---------- Passage shown ----------
Many of the letter-writers who so assiduously chronicled the ebb and flow of family life were women. Then, as is perhaps still the case now, it was women who worked hardest to cement the social relationships that held scattered families and friends together. One of the ways they did this was by writing to everyone in their social circle, passing on news, advice and scandal, describing their feelings and speculating on the motives and emotions of those around them. This sprawling world of the family, especially the lives of women and children, is the territory I have always found most compelling. I am fascinated by the inner life of this intimate place and am endlessly curious about how it worked. I always want to find out who was happy and who was not, how duty was balanced with self-interest, and how power worked across the generations.

It was via these paths that I eventually came to fix upon the grandest family of them all as a suitable subject for a book. I had always been interested in George III, that much-misunderstood man, in whom apparently contradictory characteristics were so often combined: good-natured but obstinate, kind but severe, humane but unforgiving, stolid but with the occasional ability to deliver an unexpectedly sharp and penetrating insight. At first, however, it was the story of his wife and daughters that most attracted me. Queen Charlotte’s reputation was, both in her own time and afterwards, equivocal at best. In her lifetime, she endured a very bad press, excoriated by her critics as a plain, bad-tempered harridan, miserly and avaricious, interested principally in the preservation of rigid court etiquette and the taking of copious amounts of snuff. The real story, as her letters and the diaries and correspondence of those around her reveal, was rather different. Charlotte was never easy to love or, in later life, to live with, but she had a great deal to bear. She was a very clever woman in an age that found clever woman unsettling. Her intellectual appetite was unequalled by any of her successors, but could never be expressed in a way that threatened established expectations about how queens were supposed to behave. She spent nearly twenty years of her life in a state of almost constant pregnancy. In public she embraced this as the destiny of a royal wife; but, as her private correspondence makes clear, she resented the decades spent in child-bearing. Before it was crushed by the horror of the king’s illness, from which she never really recovered, and the pressures of her public role, which she sometimes found almost impossible to endure, her personality was much more attractive, sprightly, humorous and playful.

The lives of her six daughters seemed to contemporaries to contain little of interest except for the occasional whiff of scandal. They lingered unmarried for so long that they were described even by their own niece as ‘a parcel of old maids’. Their narrative is perhaps more familiar now – they were the subject of a group biography by Flora Fraser in 2004 – and it is clear that beneath the apparently bland uneventfulness of their existence, the princesses too were subject to strong emotions which were often expressed in circumstances of great personal drama. Their lives were dominated by their struggles to balance what they saw as their duty to their parents with some degree of self-determination and freedom to make their own choices. Where did the obligations they owed to their mother and father end? When – if ever – might they be allowed to follow their own desire for love and happiness? These contests were largely fought out in the secluded privacy of home – ‘the nunnery’ as one of the princesses bitterly described it – which perhaps made the sisters’ trials less visible than those of their more flamboyant brothers, but they were no less the product of powerful and often disruptive feelings.
----------
**Tasks to carry out**
[a] Using the passage about George III's family, decide whether each statement agrees with it, answering yes or no and quoting the deciding words: (i) The six princesses married young. (ii) Queen Charlotte spent nearly twenty years almost constantly pregnant. (iii) A group biography of the princesses appeared in 2004.
[b] Extend the passage about George III's family, picking up right after its final sentence.
---------- Given entries ----------
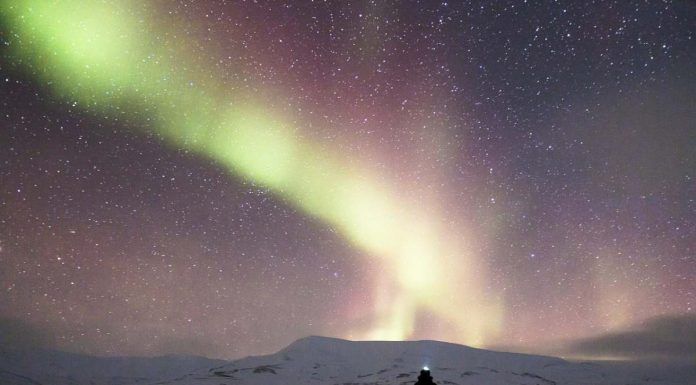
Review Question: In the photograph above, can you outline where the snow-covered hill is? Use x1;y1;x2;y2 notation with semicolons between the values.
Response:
164;337;696;385
0;337;696;385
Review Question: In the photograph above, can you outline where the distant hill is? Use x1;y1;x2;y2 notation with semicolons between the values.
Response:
0;337;696;385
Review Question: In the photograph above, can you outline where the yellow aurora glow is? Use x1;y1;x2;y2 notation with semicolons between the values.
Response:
2;0;503;345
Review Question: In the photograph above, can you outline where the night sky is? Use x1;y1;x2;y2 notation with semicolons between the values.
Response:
0;0;696;358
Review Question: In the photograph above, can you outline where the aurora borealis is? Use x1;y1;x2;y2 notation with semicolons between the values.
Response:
0;1;696;358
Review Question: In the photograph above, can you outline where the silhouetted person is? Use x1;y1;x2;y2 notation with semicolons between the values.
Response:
416;369;437;385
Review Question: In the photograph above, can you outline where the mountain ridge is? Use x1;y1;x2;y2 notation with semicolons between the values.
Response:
0;336;696;385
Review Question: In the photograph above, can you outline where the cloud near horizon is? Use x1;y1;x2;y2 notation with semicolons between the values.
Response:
567;314;696;358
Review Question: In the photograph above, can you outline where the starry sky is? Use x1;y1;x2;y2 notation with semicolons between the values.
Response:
0;0;696;358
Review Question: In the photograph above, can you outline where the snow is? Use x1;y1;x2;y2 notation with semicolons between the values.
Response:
0;337;696;385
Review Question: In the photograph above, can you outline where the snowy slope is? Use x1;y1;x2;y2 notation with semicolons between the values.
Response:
164;337;696;385
0;337;696;385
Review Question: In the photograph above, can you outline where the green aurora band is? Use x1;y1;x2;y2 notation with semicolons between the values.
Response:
0;0;502;345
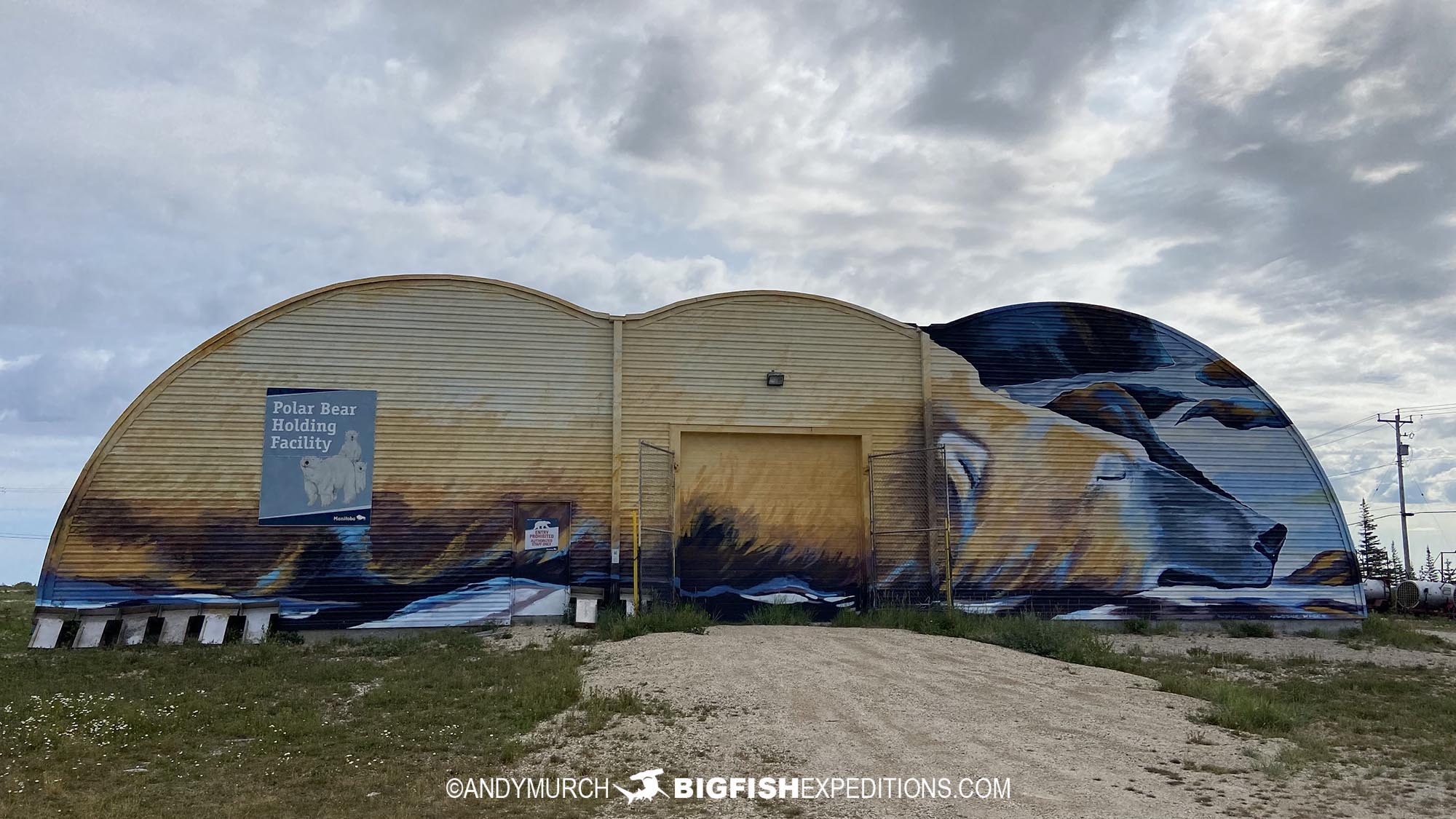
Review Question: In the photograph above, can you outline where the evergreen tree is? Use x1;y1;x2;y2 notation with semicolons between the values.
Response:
1390;541;1411;583
1356;499;1395;580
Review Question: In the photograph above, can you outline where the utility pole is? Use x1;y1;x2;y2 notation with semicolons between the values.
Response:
1376;410;1415;577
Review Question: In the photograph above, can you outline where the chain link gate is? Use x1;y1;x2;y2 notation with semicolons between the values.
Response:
633;440;677;611
869;446;954;606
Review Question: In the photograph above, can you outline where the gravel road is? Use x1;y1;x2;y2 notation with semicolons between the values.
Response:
518;625;1316;819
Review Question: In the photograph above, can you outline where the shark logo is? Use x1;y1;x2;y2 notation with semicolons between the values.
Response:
612;768;667;804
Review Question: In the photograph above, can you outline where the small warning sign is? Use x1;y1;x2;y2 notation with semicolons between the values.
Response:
526;518;561;550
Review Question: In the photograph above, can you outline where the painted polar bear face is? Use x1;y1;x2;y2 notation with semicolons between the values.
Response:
935;363;1286;596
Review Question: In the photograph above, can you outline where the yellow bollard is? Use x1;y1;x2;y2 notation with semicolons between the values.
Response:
632;509;642;615
945;518;955;609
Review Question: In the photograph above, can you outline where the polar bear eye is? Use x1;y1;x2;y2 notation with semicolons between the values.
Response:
939;433;992;502
1092;455;1131;484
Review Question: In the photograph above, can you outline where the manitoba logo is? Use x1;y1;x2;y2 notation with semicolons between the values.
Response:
612;768;667;804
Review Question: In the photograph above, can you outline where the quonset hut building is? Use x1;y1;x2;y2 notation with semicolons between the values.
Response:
38;275;1366;628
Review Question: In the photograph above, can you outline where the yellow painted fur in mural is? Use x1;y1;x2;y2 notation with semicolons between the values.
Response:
933;344;1284;595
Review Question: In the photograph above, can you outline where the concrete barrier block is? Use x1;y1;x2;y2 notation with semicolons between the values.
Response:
157;605;202;646
71;606;121;649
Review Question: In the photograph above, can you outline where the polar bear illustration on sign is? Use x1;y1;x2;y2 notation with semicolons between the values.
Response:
298;430;368;506
298;455;368;506
339;430;364;464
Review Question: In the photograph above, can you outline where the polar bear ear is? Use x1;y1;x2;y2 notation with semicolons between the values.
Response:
939;433;992;502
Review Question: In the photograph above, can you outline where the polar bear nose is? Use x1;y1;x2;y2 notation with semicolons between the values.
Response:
1254;523;1289;563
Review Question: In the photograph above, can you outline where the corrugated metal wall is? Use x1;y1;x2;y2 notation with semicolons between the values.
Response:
41;277;1364;627
926;303;1364;618
622;293;923;606
45;278;612;625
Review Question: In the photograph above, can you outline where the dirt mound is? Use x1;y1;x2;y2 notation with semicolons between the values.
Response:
553;627;1274;818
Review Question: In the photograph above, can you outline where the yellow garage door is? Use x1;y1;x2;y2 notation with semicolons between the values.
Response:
677;432;866;614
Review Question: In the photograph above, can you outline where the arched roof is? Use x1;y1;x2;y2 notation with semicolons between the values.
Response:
47;272;610;555
619;290;919;336
922;301;1354;551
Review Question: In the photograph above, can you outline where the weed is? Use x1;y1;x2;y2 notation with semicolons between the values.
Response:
597;604;713;640
0;587;603;819
1123;618;1178;634
833;608;1134;670
743;605;814;625
1219;621;1274;637
1340;614;1456;652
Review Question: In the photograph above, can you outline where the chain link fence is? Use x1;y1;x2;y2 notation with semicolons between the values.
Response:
638;440;677;608
869;446;951;606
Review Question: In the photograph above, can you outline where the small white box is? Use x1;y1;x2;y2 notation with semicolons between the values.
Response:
577;598;600;624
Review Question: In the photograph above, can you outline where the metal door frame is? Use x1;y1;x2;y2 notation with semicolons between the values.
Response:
632;440;678;612
868;445;955;608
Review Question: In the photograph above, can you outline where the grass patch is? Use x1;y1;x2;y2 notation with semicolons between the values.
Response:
1340;614;1456;652
566;688;671;736
834;609;1456;778
1219;621;1274;637
0;587;606;819
743;605;814;625
1123;618;1178;634
1131;638;1456;778
596;604;713;640
833;608;1133;670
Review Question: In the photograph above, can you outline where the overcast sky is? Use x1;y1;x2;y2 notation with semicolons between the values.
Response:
0;0;1456;582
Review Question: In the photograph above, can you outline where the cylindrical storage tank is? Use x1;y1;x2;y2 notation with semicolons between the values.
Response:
1395;580;1456;611
1395;580;1421;609
1361;580;1390;609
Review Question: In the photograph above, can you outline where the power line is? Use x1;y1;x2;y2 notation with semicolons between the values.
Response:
1345;509;1456;526
1309;427;1380;449
1325;461;1395;478
1305;413;1379;442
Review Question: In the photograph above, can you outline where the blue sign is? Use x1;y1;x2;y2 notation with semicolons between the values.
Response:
258;387;376;526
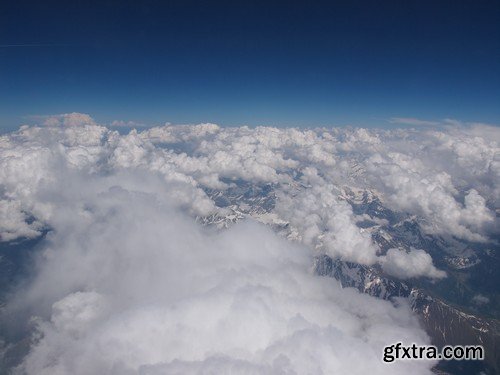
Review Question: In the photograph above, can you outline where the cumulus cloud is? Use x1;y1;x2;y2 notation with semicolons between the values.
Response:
0;113;500;374
389;117;441;126
382;249;446;279
3;172;433;374
0;113;500;276
109;120;147;128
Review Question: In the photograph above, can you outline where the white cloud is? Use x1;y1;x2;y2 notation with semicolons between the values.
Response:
389;117;442;126
382;249;446;279
0;113;500;374
109;120;147;128
7;173;433;374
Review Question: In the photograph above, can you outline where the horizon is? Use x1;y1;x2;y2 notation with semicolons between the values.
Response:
0;1;500;132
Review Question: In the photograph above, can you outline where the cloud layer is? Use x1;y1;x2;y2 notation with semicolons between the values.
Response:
0;114;500;374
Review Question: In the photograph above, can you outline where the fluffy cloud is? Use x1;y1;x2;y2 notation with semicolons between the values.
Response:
382;249;446;279
0;113;500;276
0;113;500;374
7;172;433;374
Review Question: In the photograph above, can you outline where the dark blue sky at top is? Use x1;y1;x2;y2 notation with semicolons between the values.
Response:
0;0;500;130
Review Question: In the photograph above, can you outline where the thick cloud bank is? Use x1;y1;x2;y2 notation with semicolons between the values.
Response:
4;181;429;375
0;114;500;374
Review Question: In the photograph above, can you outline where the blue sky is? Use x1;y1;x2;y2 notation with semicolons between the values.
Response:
0;1;500;131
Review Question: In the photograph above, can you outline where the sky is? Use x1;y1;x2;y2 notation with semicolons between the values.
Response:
0;0;500;132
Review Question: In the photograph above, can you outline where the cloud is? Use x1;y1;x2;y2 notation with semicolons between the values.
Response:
3;172;433;374
382;249;446;279
43;112;97;126
389;117;442;126
109;120;147;128
0;113;500;374
0;113;500;270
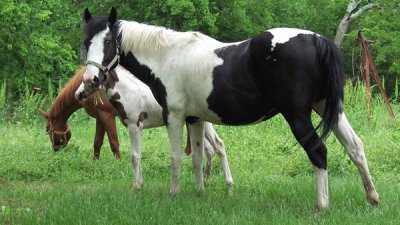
----------
**Solved problems**
[a]
(i) No: "They lingered unmarried for so long that they were described even by their own niece as ‘a parcel of old maids’."
(ii) Yes: "She spent nearly twenty years of her life in a state of almost constant pregnancy."
(iii) Yes: "they were the subject of a group biography by Flora Fraser in 2004"

[b]
These were extraordinary stories in themselves, and ones I longed to tell. But the more I read, the more I was convinced that the experiences of the female royals could really be appreciated only as part of a much wider canvas. The experiences of Charlotte and indeed all her children – the sons as much as the daughters – could not be understood without exploring the personality, expectations and ambitions of the king. It was George III, both as father and monarch, who established the framework and set the emotional temperature for all the relationships within the royal family. And, as I soon discovered, his ideas about how he wanted his family to work, and what he thought could be achieved if his vision were to succeed, went far beyond the happiness he hoped it would bring to his private world.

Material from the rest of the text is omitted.